Information:
*** Begin section ***

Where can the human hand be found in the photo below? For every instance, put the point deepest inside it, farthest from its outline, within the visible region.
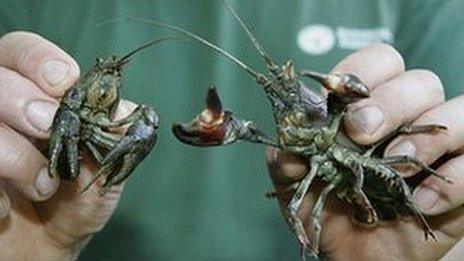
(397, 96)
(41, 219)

*** End section ***
*** Begin section ***

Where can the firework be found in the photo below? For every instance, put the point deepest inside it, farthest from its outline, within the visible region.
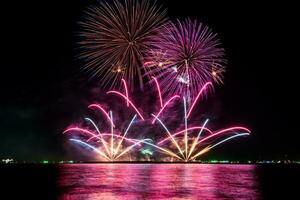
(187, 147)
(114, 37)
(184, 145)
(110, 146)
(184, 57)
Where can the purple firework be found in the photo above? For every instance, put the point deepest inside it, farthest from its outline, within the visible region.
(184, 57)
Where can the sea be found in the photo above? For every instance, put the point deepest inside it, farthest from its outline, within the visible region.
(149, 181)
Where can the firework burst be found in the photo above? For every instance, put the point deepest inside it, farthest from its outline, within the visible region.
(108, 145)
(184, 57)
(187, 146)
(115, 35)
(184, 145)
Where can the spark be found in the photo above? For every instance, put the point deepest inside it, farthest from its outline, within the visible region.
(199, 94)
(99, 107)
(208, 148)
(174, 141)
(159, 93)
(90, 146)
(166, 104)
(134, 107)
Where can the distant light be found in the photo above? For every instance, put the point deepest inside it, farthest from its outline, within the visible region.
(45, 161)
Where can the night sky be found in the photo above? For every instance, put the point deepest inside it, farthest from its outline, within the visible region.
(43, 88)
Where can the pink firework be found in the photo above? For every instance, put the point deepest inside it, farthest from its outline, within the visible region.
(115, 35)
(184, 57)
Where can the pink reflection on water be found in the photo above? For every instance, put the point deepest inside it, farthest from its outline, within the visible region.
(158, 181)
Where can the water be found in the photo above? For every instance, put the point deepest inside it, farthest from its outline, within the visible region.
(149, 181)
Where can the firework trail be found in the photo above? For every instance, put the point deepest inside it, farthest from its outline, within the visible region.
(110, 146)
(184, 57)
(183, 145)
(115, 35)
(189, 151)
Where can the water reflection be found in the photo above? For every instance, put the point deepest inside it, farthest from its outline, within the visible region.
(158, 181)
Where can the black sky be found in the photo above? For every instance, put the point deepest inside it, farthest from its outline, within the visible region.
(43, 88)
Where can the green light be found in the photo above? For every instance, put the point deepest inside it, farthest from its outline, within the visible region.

*** End section ***

Your task:
From the data above, output exactly the lines between the one containing "Where can the night" and the one containing "Where can the green", counting both of them.

Solution for this task:
Where can the night sky be found in the photo above? For every instance, put the point deepest inside it, farthest from its outline, within the visible region.
(43, 88)
Where can the pink firework be found in the photo above? For every instance, put the point deepest inside it, farthest from its outline, within the visible region.
(115, 35)
(184, 57)
Where can the pink reflection on water be found in the photo above? For every instance, put the point deepest inside it, farthest from its outline, within the visible region.
(158, 181)
Where can the water be found in the photo above? For every instance, put the point deepest inside it, farthest from its outline, within the visible region.
(149, 181)
Where can the firework trail be found in the photo above? For every instance, put the point deepest inside it, farthest from its outline, within the visible region.
(110, 146)
(184, 57)
(183, 145)
(115, 35)
(189, 151)
Where can the water reflection be found in the photo above? For every instance, put the point deepest inside it, farthest from its outline, within the visible region.
(158, 181)
Where can the black sky be found in the photo above? For every instance, put the point deepest inside it, farthest from its outline, within the visible region.
(43, 88)
Where can the green light be found in the photo above? For every instance, put the point deepest inside it, farthest from its outline, within the visible region.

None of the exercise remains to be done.